GOAL OF THE EXERCISE: Give all of the lines again, with nothing added or dropped.

(Dataset records)
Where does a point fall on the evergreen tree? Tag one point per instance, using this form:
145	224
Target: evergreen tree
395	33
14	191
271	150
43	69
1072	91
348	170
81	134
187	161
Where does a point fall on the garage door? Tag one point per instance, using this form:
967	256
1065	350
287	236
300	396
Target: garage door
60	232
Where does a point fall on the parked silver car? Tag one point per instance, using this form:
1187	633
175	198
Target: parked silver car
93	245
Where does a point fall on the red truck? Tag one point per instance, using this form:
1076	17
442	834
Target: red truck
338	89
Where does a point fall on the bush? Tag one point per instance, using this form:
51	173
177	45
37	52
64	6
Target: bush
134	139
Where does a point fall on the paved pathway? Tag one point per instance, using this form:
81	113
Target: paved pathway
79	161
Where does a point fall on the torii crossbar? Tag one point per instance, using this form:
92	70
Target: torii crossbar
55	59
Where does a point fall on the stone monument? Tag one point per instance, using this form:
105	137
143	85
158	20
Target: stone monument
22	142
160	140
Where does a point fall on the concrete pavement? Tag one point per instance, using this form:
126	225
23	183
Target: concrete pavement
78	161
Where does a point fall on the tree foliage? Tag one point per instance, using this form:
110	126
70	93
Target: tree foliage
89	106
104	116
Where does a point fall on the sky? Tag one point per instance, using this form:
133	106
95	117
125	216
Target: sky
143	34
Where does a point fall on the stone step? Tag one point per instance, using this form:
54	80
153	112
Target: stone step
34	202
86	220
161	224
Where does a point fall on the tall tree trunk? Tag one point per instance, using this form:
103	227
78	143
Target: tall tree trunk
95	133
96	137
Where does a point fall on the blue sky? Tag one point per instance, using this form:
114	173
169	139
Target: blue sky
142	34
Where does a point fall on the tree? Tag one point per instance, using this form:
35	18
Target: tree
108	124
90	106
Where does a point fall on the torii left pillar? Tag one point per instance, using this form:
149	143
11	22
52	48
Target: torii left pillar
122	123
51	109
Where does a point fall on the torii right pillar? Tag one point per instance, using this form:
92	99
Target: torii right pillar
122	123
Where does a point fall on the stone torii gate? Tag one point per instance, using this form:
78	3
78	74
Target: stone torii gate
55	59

PROBLEM SOLUTION:
Where does a point fall on the evergreen tree? Tag one point per instance, using this form:
145	224
Target: evergreen tree
395	33
14	191
271	150
43	69
1072	91
348	170
81	134
187	161
Where does a point fall on the garage door? Tag one point per instance, using this form:
967	256
1065	350
287	236
300	396
Target: garage door
60	232
Where does a point fall on the parked silver car? Tag one point per instance, using this form:
1187	633
175	198
Target: parked silver car
93	245
Where does a point fall on the red truck? Tag one point per instance, using this form:
1076	17
442	834
Target: red truck
338	89
Where does a point fall on the bush? Tag one point per instance, using this form:
51	173
177	45
37	52
64	6
Target: bush
134	139
Where does a point fall on the paved pathway? Tag one point per instance, using this form:
81	113
Target: paved pathway
79	161
Where does a point fall on the torii crossbar? Tag one point per instance, using this form:
92	70
Target: torii crossbar
55	59
Where does a point fall on the stone monument? Tag one point per instance, using this form:
105	137
143	85
158	20
Target: stone monument
22	142
160	140
Where does a point fall on the concrete pavement? Tag one point per instance, using this form:
126	225
23	183
Target: concrete pavement
78	161
Where does a point fall on the tree foliage? Tag one point per instance, using this form:
110	126
70	93
Target: tree foliage
89	106
104	116
Where does a point fall on the sky? Tag one point per instance, using this form:
133	106
95	117
125	216
Target: sky
143	34
Where does a point fall on the stone step? Tag one point per instance, using this form:
54	80
153	112
Target: stone step
34	202
86	220
161	224
Where does a point fall on the tall tree trunk? Tag one point per instance, using this form:
103	227
78	143
Target: tall tree trunk
95	133
96	137
Where does a point fall on the blue sky? Tag one point per instance, using this form:
114	173
169	139
Target: blue sky
142	34
Where does a point fall on the tree? Tag one point per instance, using this form:
35	18
Target: tree
108	124
90	106
Where does a point fall on the torii left pillar? Tag one point per instance, using this form:
149	143
11	22
52	48
Target: torii left pillar
122	123
51	109
Where does a point fall on the torii right pillar? Tag one point per instance, using this form:
92	99
Target: torii right pillar
122	123
Where does a point fall on the stone torii gate? Tag one point per instance, using this form:
78	3
78	74
Target: stone torii gate
55	59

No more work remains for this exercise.